▶ _What to do_: The records that follow are to be copied word for word. Pictures should be omitted.

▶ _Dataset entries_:
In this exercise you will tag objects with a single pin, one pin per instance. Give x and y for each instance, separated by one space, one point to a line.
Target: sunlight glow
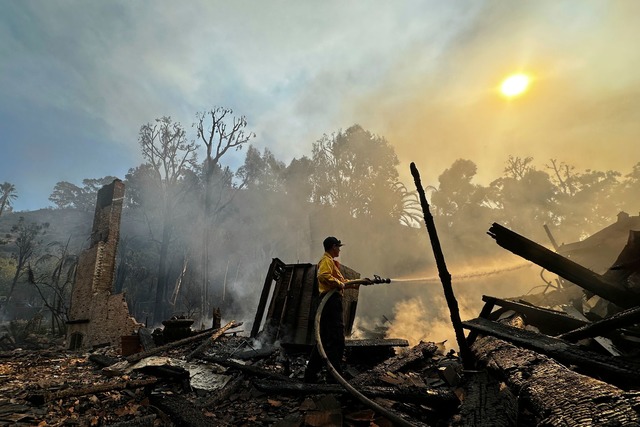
514 85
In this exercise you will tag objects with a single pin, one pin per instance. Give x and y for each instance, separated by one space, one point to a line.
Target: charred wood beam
264 296
443 272
550 394
396 363
547 320
445 400
617 371
145 421
43 397
181 411
487 402
103 360
224 393
217 334
604 326
575 273
484 313
253 370
175 344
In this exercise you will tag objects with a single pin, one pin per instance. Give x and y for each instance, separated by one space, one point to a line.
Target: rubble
64 387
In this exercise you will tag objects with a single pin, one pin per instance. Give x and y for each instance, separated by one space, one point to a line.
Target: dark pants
332 335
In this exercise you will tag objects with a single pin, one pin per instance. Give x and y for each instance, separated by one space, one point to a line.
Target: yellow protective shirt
329 276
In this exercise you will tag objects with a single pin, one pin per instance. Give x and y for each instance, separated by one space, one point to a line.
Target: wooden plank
615 370
264 296
550 394
307 310
604 326
575 273
550 322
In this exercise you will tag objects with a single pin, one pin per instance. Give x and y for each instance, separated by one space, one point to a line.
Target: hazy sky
79 78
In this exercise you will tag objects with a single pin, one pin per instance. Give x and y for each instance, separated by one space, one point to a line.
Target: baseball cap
331 241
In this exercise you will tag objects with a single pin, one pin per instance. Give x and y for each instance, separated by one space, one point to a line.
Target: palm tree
7 195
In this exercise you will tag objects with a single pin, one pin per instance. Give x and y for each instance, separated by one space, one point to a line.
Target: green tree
355 171
163 184
7 196
587 201
262 172
26 240
53 275
220 131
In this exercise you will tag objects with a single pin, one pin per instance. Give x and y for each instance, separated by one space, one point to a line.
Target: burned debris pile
570 354
217 377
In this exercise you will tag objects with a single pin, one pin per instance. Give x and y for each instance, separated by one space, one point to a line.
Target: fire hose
397 420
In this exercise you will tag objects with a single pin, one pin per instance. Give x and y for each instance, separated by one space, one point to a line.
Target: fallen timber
554 394
569 270
605 326
625 373
443 399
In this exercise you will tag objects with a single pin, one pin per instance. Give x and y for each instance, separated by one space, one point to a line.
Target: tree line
197 234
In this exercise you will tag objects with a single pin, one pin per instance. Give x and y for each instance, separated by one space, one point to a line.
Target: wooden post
445 277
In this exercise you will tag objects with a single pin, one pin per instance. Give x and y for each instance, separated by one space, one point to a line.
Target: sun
514 85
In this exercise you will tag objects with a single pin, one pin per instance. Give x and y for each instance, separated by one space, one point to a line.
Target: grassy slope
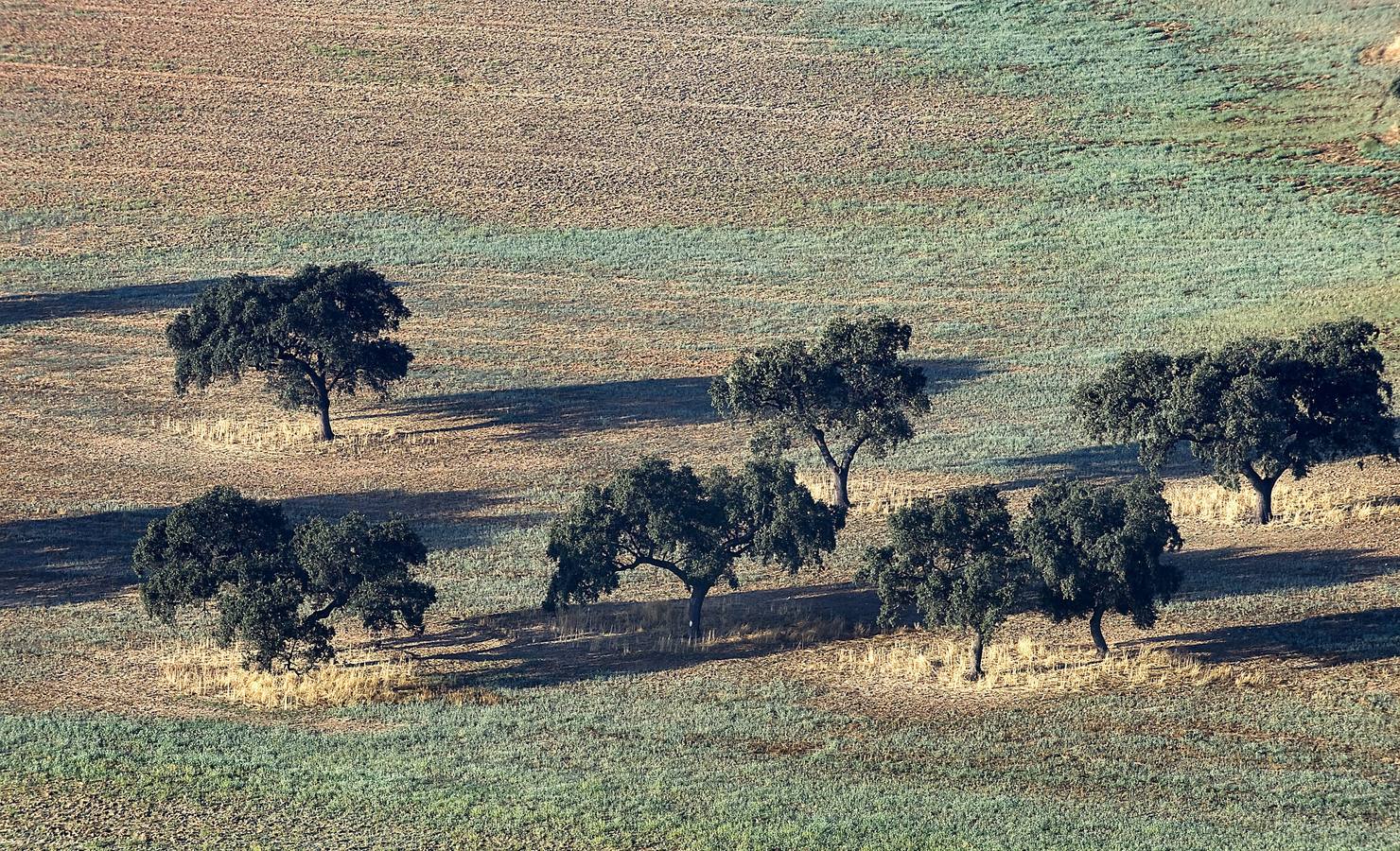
638 764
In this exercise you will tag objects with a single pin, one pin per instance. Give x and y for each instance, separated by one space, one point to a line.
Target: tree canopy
1099 549
950 563
1253 408
317 334
693 527
276 586
846 391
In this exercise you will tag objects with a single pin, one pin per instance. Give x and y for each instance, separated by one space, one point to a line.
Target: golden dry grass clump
1029 665
1295 504
656 626
282 436
207 670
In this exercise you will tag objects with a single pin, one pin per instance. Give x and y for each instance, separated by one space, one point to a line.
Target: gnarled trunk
840 495
324 408
1265 493
693 612
974 662
1096 633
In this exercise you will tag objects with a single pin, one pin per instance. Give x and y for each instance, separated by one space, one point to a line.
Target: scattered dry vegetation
1029 668
207 670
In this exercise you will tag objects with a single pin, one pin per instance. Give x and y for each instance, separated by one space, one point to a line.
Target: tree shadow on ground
115 301
556 411
1243 570
944 373
549 413
609 638
88 557
1321 641
1119 460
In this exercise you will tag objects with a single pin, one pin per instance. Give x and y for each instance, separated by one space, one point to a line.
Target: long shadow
548 413
115 301
72 559
88 557
944 373
1370 635
528 649
1241 570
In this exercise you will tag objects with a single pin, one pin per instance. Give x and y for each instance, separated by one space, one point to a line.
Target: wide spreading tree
276 588
846 391
1099 549
1254 408
317 334
694 528
950 563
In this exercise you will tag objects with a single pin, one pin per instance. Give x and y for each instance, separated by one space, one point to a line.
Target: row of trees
1253 408
1249 410
961 562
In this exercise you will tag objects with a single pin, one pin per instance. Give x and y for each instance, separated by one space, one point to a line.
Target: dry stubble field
591 207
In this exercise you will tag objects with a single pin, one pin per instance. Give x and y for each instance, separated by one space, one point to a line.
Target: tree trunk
840 497
324 408
693 612
1096 633
974 665
1265 492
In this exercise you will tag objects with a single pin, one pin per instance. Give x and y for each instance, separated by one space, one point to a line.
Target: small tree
694 528
1253 408
274 586
845 391
1099 549
951 563
318 334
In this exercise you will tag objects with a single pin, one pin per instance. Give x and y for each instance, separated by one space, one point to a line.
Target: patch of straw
282 436
1295 504
1029 665
658 626
207 670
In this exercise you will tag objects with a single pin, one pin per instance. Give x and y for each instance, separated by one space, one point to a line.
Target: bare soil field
589 207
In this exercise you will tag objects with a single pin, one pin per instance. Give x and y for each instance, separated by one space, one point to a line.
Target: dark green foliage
694 528
274 586
312 335
950 563
845 391
1254 408
1099 549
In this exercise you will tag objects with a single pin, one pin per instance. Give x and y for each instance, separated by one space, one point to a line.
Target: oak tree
694 528
951 563
317 334
849 390
1254 408
274 586
1099 549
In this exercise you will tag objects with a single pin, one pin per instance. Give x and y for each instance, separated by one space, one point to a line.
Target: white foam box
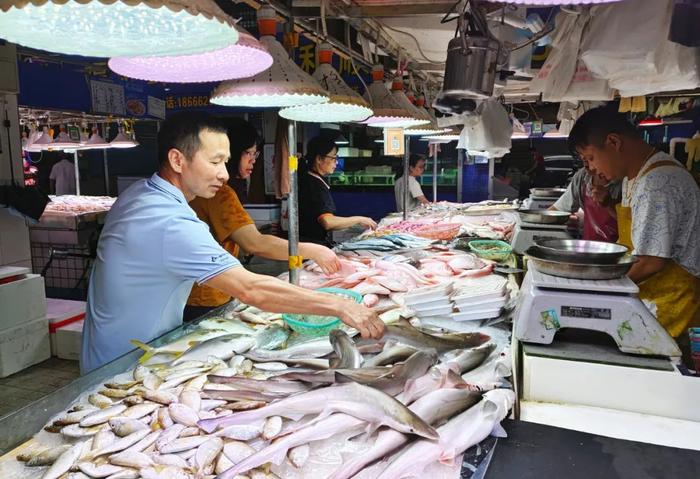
23 346
21 301
61 312
68 340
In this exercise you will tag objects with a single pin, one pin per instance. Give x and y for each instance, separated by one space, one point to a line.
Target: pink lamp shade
244 59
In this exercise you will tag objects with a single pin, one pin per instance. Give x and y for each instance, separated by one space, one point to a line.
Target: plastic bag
563 76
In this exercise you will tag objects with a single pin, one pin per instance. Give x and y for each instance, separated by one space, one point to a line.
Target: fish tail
149 351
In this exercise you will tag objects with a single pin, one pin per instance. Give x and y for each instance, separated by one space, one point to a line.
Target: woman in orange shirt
232 227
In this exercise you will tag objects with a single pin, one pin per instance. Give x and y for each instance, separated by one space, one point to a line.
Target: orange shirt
224 214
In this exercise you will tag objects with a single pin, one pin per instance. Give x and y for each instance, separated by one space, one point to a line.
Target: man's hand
324 258
366 222
363 319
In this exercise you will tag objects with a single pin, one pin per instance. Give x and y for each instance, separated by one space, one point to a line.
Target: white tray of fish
440 311
429 293
490 303
477 315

▶ _Result of this exercise_:
In this exercise you will tag objects with a single pin, one pin per instance. Give x and y for each instance, separated by one space, one point to a line.
Target: sunlight glow
514 85
In this exercise you will tag objects with a single pin, one pin per instance. Give x and y for each instance, separated by one space, one point to a line.
Target: charred wood beam
264 296
443 272
550 394
396 363
547 320
445 400
617 371
145 421
43 397
181 411
487 402
103 360
224 393
217 334
604 326
575 273
484 313
253 370
175 344
In this exercise you will tag objects with a single pin, one pin per instance. Give x and y for each instance, separated by one space, one point to a line.
Target: rubble
64 387
In this exercise you will tag objects with a single pin, one pin per instance. Give x and y for each instance, separated by one space, one point to a line.
Target: dark pants
332 335
In this exercise you will tag objects with a single pin, one pin per instance. Give x and y for each instance, separated by one space, one point to a line.
Target: yellow protective shirt
329 276
In this exercise you will tag objects with a single pin, one pin per instance. Give x and y for each instance, separated by one space, one point to a line.
Target: wooden plank
615 370
264 296
550 394
307 310
604 326
575 273
550 322
In this exercise you will tag objects with a single pin, one pin per instance. Give x and y for each instance, separated by one space, one point to a line.
Target: hazy sky
79 78
In this exercise you will tag objects with a single pin, one pin per instance. Give x and y for each instance, separated by one space, one point to a line.
Target: baseball cap
331 241
In this exercise you will tag objects with a single pin, one pin per instance. Give x and y for each instance, separated by one space, one point to a line.
Target: palm tree
7 195
In this exercise you will tag objects with a single pin, one pin per instance. Give x and y for each instance, separated by one space, one point to a line.
Target: green tree
355 171
163 184
7 196
587 201
262 172
26 240
53 275
220 131
In this exercise you will tag objects with a single pin, one pin per instance. Give x and y for each instance, separated by one space, one point to a line.
Target: burned debris pile
570 354
217 377
In this exercise you will tag objects with a single pin, one pin per instance. Give x and y for each instance, separated by one space, one point to a line.
Target: fire hose
397 420
In this exercise you will tag objects with a single pin, one pin per instance. Give x and y for each instance, separated by one space, one point to a line.
Target: fallen timber
554 394
569 270
605 326
625 373
443 399
In this exercise you will tag objects with a single pin, one pin per instance. Give x and y for each instance, separated by one space, one point to a line.
Target: tree line
197 234
In this exercise you will tag objects with a single pin, one pin per instance. Give x and y for each instance, separated by one space, one point to a line.
Target: wooden post
445 277
In this exercise you will tag objects with a single pin, one pin per instance. Give x and y for each instance, separated by one space, one point to a line.
Target: sun
514 85
In this exercise you will tag objects with a single pin, one pin per instance. Give x and y for each instance, separated by one space, one point to a line.
Target: grassy slope
638 764
In this exercise you will tag objects with a single pin, one pin per instance. Give x and y for each instance, separated by one space, one point to a line.
Target: tree canopy
1099 549
950 563
1253 408
317 334
693 527
276 586
846 391
In this exercise you will tag objects with a single pin, one pin per instance. Give x and y for each instance, separated by one space, one point to a line.
Target: golden dry grass clump
1029 665
1295 504
656 626
282 436
207 670
In this exercise you will tag objects with a single pin, one pin per instance. Give x and y for each instance, separated by one space, one point to a line.
Target: gnarled trunk
840 495
324 408
1265 493
693 612
974 662
1096 633
In this exercise you will tag objects with a single pin, one pin per instance. Give x and y for each instance, separated by one space, one point to a line.
Target: scattered dry vegetation
1029 668
207 670
In this exercise you will tag objects with a single pin, one pin per instance. Give x and y for each instance, separated by one space, one point to a line.
Target: tree shadow on ground
115 301
556 411
1243 570
944 373
549 413
609 638
88 557
1321 641
1119 460
In this exercise you will tag objects with a single pin, one pin per instance. Give x and y for each instance, separated by one space, one point to a line.
Target: long shadow
548 413
115 301
72 559
88 557
944 373
1370 635
528 649
1241 570
In this exercise you will tag objects with a single pin, one pin per instance. Give x and y for each instance, separated by one space, one point to a line.
Target: wide spreading tree
276 588
846 391
1099 549
1254 408
317 334
694 528
950 563
In this exercise you will tag objects with a single pin, one pin per instance. Give x and y for each instance, separated by one space, one point to a line.
Target: row of trees
1253 408
1249 410
961 562
In this exercise you will tag objects with a single pin, one pin per instance. Give x and y for each instance, separated by one space, one point to a line.
Target: dry stubble field
591 207
In this exercise you will tag objects with a single pin, one pin per instance. Give x and y for each instance, separated by one space, one point to a line.
Target: tree trunk
840 497
324 408
693 612
1096 633
974 665
1265 492
In this exercise you will tag objects with a single pin, one pin per instance. Give x and y for each instance, separated by one space, one point to a line.
Target: small tree
694 528
1253 408
274 586
845 391
1099 549
951 563
318 334
In this exercise you will tag objects with a single pin, one pin per instance. Give x and y for each instance, separated by one space, one point to a line.
Target: patch of straw
282 436
1295 504
1029 665
658 626
207 670
In this exercise you will tag objects with a single pin, one pin per instance. Give x and y for each instance, separated by one space, one point to a line.
Target: bare soil field
589 207
In this exercise you will tag objects with a single pin, one pin per instance. Give x and y for each instance, separated by one space, one point to a line.
Target: dark green foliage
694 528
274 586
312 335
950 563
845 391
1254 408
1099 549
In this exercise you will tag objects with a single pin, one pin per instance. Give x and y for each instance, separated by one space, one point to a line.
Target: oak tree
694 528
951 563
317 334
849 390
1254 408
274 586
1099 549
In this exercise you will tag objects with a single pin, one pin per instance. Give x and y for each instance, separated by one space, one point to a line.
Target: white foam box
23 346
21 301
61 312
68 340
In this exercise you will tag objects with a single pin, one pin per instance. Give x and y for each instance, separated by one space, one point to a line.
Target: pink lamp shade
244 59
In this exercise you will tag objects with a single pin, one pin per instance. Give x and y for each instance, separated by one space, one point to a line.
Target: plastic bag
563 76
In this exercise you will tag objects with a single pin, one pin per instance. Give x and y for each instance, separated by one space, one point to a line.
Target: fish tail
149 351
In this exercise you will tag objects with a single pin, one pin per instance. Give x and y for each instance, separated by one space, one point to a line.
Target: woman in orange shirt
232 227
In this exercise you will tag objects with a single pin, one pin per instance. Give x and y for each instance, separated by one space, one point to a line.
Target: orange shirt
224 214
In this exercise you will tag objects with a single pin, one pin per instance. Give x and y for each instance, separated by one space, one point to a line.
Target: man's hand
324 258
366 222
363 319
In this exercise you will tag objects with a single pin, one pin per instance. Give x and y for each instance, separated by one space, one point to a line.
Target: white tray of fish
440 311
429 293
490 303
477 315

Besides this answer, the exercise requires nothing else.